◆ Instructions to follow
Skip the pictures and extract all of the lines exactly as written.

◆ Record excerpts
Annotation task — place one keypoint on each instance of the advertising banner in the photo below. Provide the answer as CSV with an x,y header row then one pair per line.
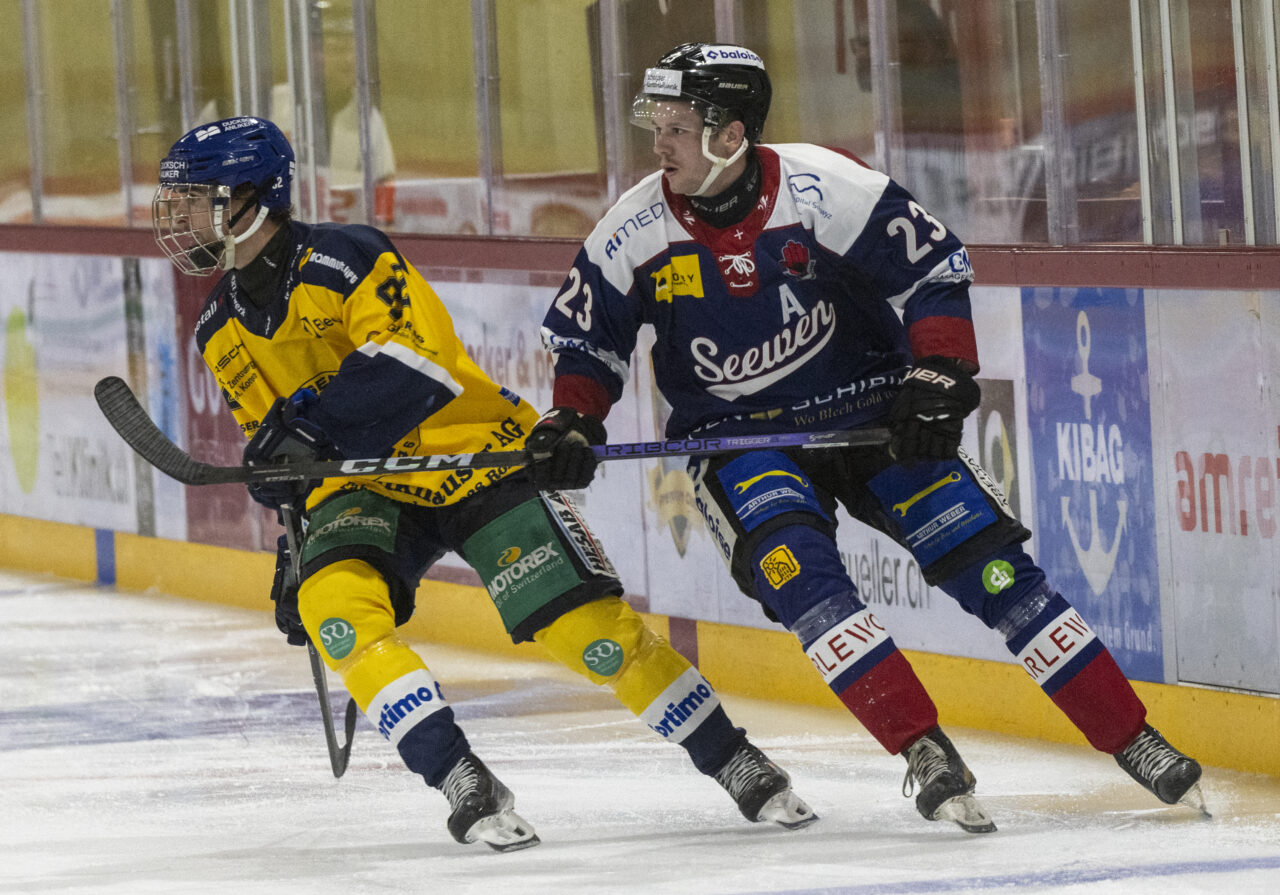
x,y
1217,464
1089,419
64,330
498,323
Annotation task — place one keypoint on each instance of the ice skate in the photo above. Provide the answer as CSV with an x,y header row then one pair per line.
x,y
946,784
763,790
1168,774
483,808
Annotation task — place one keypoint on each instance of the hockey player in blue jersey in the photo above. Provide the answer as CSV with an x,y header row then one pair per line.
x,y
789,279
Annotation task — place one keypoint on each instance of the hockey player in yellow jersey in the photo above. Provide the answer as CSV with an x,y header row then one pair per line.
x,y
328,343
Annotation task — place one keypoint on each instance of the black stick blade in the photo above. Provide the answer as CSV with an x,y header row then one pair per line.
x,y
132,423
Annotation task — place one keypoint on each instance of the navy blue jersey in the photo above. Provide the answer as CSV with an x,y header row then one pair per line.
x,y
801,316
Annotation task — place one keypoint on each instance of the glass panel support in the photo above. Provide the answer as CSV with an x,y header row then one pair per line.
x,y
365,88
615,109
1270,37
186,65
1139,94
886,86
35,105
1061,208
1242,92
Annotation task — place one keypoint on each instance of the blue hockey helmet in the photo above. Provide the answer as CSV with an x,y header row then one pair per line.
x,y
192,211
231,153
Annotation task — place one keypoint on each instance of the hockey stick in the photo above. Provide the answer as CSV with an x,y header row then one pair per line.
x,y
338,754
135,427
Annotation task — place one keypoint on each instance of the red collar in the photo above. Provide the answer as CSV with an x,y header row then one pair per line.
x,y
734,245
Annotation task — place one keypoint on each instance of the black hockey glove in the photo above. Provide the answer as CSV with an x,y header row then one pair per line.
x,y
284,594
558,450
927,418
287,434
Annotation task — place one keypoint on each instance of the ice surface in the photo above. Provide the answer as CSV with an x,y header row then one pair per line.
x,y
151,744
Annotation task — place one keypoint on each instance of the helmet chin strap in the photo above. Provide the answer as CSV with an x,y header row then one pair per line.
x,y
228,260
718,164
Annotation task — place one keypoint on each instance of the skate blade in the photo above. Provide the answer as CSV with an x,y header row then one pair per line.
x,y
787,809
1193,798
504,831
967,813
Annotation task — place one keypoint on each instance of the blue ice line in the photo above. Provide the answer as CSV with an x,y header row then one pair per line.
x,y
1061,877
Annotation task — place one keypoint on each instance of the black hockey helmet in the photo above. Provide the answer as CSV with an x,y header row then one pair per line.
x,y
725,82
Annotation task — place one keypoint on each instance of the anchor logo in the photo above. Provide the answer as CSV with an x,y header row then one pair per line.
x,y
740,488
900,508
1097,561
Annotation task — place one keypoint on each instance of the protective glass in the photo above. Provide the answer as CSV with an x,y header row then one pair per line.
x,y
187,220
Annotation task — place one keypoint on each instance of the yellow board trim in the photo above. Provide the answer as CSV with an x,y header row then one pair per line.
x,y
49,548
1219,727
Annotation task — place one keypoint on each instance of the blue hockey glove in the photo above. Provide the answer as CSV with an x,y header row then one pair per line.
x,y
284,594
927,418
558,450
286,434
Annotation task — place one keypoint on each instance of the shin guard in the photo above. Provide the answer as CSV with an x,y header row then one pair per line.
x,y
609,644
1073,666
860,663
347,611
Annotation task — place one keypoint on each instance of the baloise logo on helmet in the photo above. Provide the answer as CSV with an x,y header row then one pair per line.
x,y
732,54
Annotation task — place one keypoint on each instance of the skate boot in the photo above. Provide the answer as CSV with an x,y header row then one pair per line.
x,y
1170,775
763,790
481,808
946,784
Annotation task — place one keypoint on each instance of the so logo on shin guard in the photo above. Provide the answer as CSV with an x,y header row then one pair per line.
x,y
337,636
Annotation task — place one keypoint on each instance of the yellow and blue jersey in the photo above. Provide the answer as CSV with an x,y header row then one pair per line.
x,y
352,320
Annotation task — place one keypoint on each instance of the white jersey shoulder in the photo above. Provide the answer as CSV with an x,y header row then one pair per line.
x,y
631,232
831,193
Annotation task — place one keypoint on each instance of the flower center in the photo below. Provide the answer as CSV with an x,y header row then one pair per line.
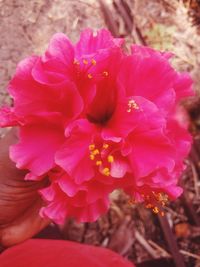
x,y
101,157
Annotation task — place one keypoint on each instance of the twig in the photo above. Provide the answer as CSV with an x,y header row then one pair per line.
x,y
189,254
195,177
109,19
171,241
145,245
162,251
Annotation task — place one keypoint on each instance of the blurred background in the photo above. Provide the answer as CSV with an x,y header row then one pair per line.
x,y
26,27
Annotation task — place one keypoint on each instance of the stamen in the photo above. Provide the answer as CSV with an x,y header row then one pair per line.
x,y
91,147
95,152
76,62
105,73
106,171
98,162
105,146
110,158
155,210
93,61
92,157
132,105
85,61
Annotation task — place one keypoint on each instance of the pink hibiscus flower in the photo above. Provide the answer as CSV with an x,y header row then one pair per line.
x,y
94,119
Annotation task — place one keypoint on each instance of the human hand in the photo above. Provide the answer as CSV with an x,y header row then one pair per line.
x,y
19,200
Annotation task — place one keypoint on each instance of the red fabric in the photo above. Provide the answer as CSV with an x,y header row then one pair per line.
x,y
57,253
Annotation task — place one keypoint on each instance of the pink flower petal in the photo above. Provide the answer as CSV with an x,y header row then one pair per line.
x,y
38,143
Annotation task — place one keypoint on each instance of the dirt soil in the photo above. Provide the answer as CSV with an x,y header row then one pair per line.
x,y
27,26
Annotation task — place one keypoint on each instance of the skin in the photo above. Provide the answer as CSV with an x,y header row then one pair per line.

◆ Finished task
Annotation task — place one keypoint on each instance of the advertising banner in the photo below. Provide the answer as CSV with an x,y header row then one pair per line.
x,y
1217,464
1089,419
64,330
498,323
Annotation task — place one keypoint on each instance of the ice skate in the photo above. Provide the answer as CSV with an x,y header row then one pair per line.
x,y
946,784
763,790
1168,774
483,808
Annotation task — place one keypoint on each instance of the hockey player in blue jersey in the photo above. Provide the answer as CSV with an x,y header row then one pair per line.
x,y
789,279
Annotation task — place one keypoint on each instance of the hockey player in yellow jersey in the photo above. Provide the answer as CSV with an x,y header row then one pair per line.
x,y
328,343
Annotation task — place one keypoint on each instance of the black stick blade in the photo above. Provide the answer as CSV with an x,y header row then one pair per line.
x,y
132,423
Annotation task — place one keypoint on each instance of the navy blue jersey in the photo above. Provide the answer as CSV with an x,y header row then one pair per line.
x,y
801,316
Annotation task — place one keypoint on each instance of the glass panel support in the photo above. Provide the answer as CSV with an x,y header row then one pair per line.
x,y
365,88
615,109
1270,37
186,65
1139,94
886,86
35,105
1061,208
1242,92
Annotation task — place one keypoint on each instance of the blue hockey helmet in the photo above. Provide the answer as CSV with an x,y header row then one pair per line.
x,y
192,211
231,153
Annotation task — place one keypoint on each instance of the hockey stick in the photo above. Provide the answer as CSV with an x,y header row then one pair per line.
x,y
338,754
135,427
Annotation task — place one keypoint on each instance of the red collar in the photo above. Provide the answer as CSV with an x,y header row then one pair per line.
x,y
734,245
Annotation task — place one keypoint on each instance of the black hockey glove in the photo above. Provide the answer as CSV with an x,y header row then one pair per line.
x,y
284,594
558,450
927,418
287,434
Annotation task — place one keypoint on each instance of the ice surface in the photo above. Provide the answer as CSV with an x,y header row then one pair per line.
x,y
151,744
Annotation task — place one keypoint on each instance of the helmet chin strap in the photo above. Provide the answer as CSV with an x,y header row then one pair per line.
x,y
228,260
718,164
Annotation task — place one keypoint on each instance of the skate blade in the photo above. Provide the answer as CSV with an x,y header row then one pair per line.
x,y
787,809
1193,798
504,831
967,813
Annotation task — place one keypoint on each instance of the blue ice line in the photo above. Provide the answer as CSV with an x,y header row then one pair per line.
x,y
1061,877
Annotation task — place one keypoint on each instance of the black hockey helmet in the photo above. Provide the answer as CSV with an x,y header row then one pair per line.
x,y
725,82
Annotation task — place one keypoint on each instance of the anchor logo in the photo above. Provide the answer as CSV with an x,y header row then one pair per line.
x,y
740,488
900,508
1097,561
Annotation task — place one keypoint on each instance of the protective glass in the photo above. Provide the answer as CSV with an x,y header row then one pair per line.
x,y
187,220
Annotation task — place one keypoint on each instance of the yellow board trim in the photo above. Provide the answer as CSV with an x,y header row then one pair per line.
x,y
49,548
1219,727
Annotation task — place one keypoint on each instance of the blue hockey glove in the photo above. Provide the answer as CSV with an x,y header row then one pair per line.
x,y
284,594
927,418
558,450
286,434
Annotation task — place one keypoint on each instance of the shin guard in the photo above. Provide the answer as CSV with an x,y header row then one pair per line.
x,y
609,644
1073,666
860,663
347,611
Annotation task — place one keypoint on each instance of the baloise logo on helmet in the photo above. Provide the answer as CSV with an x,y header row then one pair per line.
x,y
732,54
Annotation task — place one keypoint on each instance of the skate boot in the photo above. Provide the answer as CSV with an x,y header row then one pair per line.
x,y
1170,775
763,790
481,808
946,784
Annotation task — place one keypoint on each instance of the so logo on shin guard in the photo above. Provide the answer as CSV with an x,y header row then one pair per line.
x,y
337,636
Annotation task — place one keypoint on each instance of the yellow and blue jersey in the photo above. Provide the answer as CSV with an x,y header row then one pair per line.
x,y
352,320
Annotation task — place one keypoint on each instance of the white jersey shoulder in the photo above. Provide the answer as CSV with an x,y header row then one pair per line.
x,y
631,232
831,193
Annotation task — place one keypoint on each instance of the flower center in the photo below. Provide the answer as CSV with an x,y header row then one pair per line.
x,y
101,157
Annotation task — place one keypoint on each instance of the twig in the photo above. Provide the answer as CSV with an x,y header row then one pair per line.
x,y
189,254
195,177
109,19
171,241
145,245
162,251
Annotation task — place one keypoint on each instance of the blurred background in the photo above. Provide the answer as CSV with an x,y header row then one pair per line.
x,y
26,27
Annotation task — place one keypoint on each instance of the stamen in the photo above. Provide the answer as CSV with an x,y header row then one pair per line.
x,y
91,147
95,152
76,62
105,73
106,171
98,162
105,146
110,158
155,210
93,61
92,157
132,105
85,61
Annotation task — place one keypoint on each instance of the pink hibiscus flower in the photo above. Provide the answer as CSV with an x,y header row then one pair per line.
x,y
94,119
Annotation task — place one keypoint on each instance of the human hand in the photo above. Provide the answer as CSV with an x,y header row then one pair per line.
x,y
19,200
Annotation task — place one keypoint on each instance of the red fabric in the photo above. Provide the answer as CSV with an x,y header row then one pair per line.
x,y
57,253
Annotation task — place one keypoint on each instance of the pink flower petal in the photo above. Provide the answer as CSV with an x,y header row then one pair per line.
x,y
38,143
Annotation task — place one keypoint on each instance of the dirt soil in the photo above. Provide the answer as CSV with an x,y header row then one pair per line.
x,y
27,26
Annotation task — place one keypoint on each instance of the skin in the photo above. Provide the answer as CSV with an x,y header row then one pair per line.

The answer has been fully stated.